---------- GIVEN RECORDS

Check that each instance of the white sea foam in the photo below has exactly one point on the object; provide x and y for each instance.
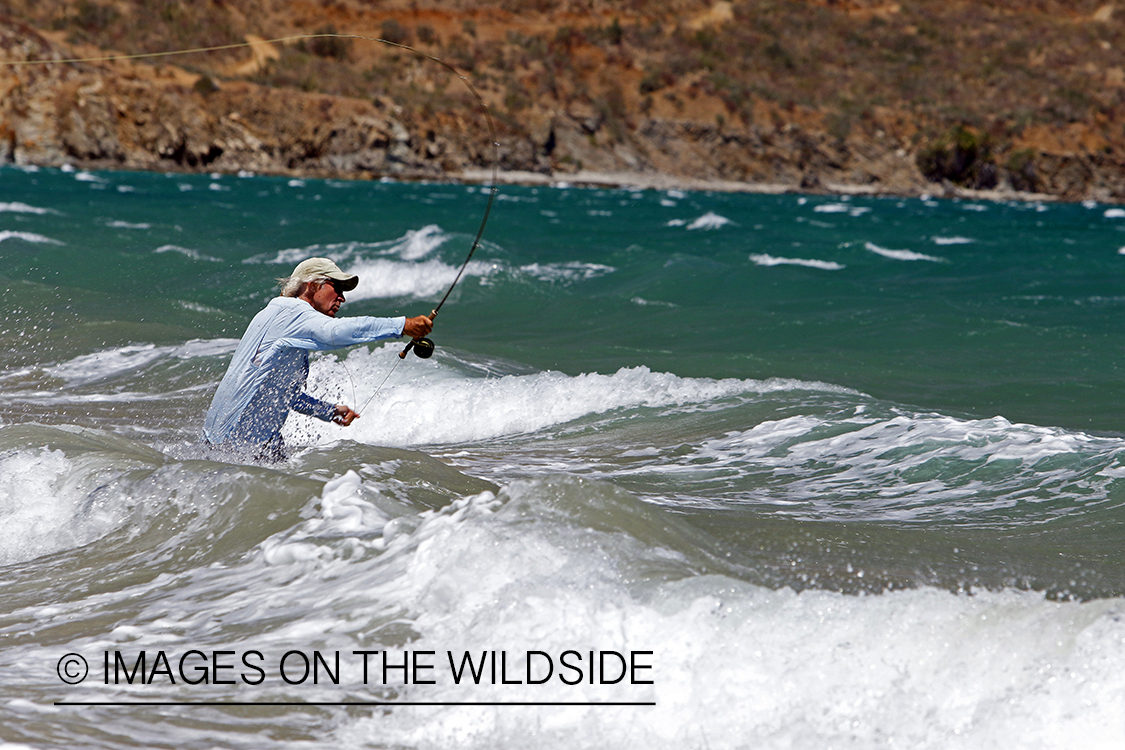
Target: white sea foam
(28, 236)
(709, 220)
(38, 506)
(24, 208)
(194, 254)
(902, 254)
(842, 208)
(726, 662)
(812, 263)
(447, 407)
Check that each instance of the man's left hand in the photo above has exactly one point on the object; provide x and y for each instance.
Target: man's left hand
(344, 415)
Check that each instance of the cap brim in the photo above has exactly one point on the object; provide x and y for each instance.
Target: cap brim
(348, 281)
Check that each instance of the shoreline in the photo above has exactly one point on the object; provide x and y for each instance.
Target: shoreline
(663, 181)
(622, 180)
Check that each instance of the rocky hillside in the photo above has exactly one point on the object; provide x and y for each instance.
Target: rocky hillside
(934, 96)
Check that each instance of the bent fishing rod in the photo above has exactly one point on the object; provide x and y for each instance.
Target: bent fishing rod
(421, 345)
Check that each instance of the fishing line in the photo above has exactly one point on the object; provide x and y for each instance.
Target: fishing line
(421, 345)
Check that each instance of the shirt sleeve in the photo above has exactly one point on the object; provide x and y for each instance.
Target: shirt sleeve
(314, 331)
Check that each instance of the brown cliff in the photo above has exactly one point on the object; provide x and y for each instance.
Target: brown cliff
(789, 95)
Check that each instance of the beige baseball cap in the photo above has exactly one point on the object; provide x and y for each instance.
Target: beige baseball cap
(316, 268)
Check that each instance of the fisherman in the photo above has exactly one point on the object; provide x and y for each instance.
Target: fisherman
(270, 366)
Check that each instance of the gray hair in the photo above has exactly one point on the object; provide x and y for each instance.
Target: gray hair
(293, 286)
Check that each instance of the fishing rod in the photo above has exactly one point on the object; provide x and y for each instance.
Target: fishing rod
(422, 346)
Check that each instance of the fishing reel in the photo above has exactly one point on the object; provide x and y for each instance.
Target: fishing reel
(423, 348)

--------------------

_ACTIVITY_:
Copy nothing past the line containing "Check that each instance of the fishing line": reproduce every line from the start of the records up to it, skipping pictures.

_OUTPUT_:
Check that each instance of the white sea foam in the photo below has exactly one point on the object; provide x and y for each instance.
Target: white sea foam
(28, 236)
(709, 220)
(38, 506)
(24, 208)
(194, 254)
(902, 254)
(842, 208)
(726, 662)
(812, 263)
(447, 407)
Check that each instance of the man's left hand in the photo above has exactly one point on the object; provide x and y for each instance.
Target: man's left hand
(344, 415)
Check that each instance of the cap brim in the photo above has exactly one point on the object; provide x and y for each instance.
Target: cap brim
(348, 281)
Check that each instance of the shoreline in the photo above has exactly one point on the object; provide x and y for each instance.
Target: shoreline
(663, 181)
(622, 180)
Check that each instance of the rocky hillside in the photo above has exactly one point on the object; provide x and y for each instance.
Target: rocky hillside
(934, 96)
Check that each instance of the bent fishing rod in the photo above has exactly one point on the object; provide x and y for each instance.
Target: bent fishing rod
(421, 345)
Check that each instance of the fishing line in the photo above has exactly one point on the object; provide x and y for each instance.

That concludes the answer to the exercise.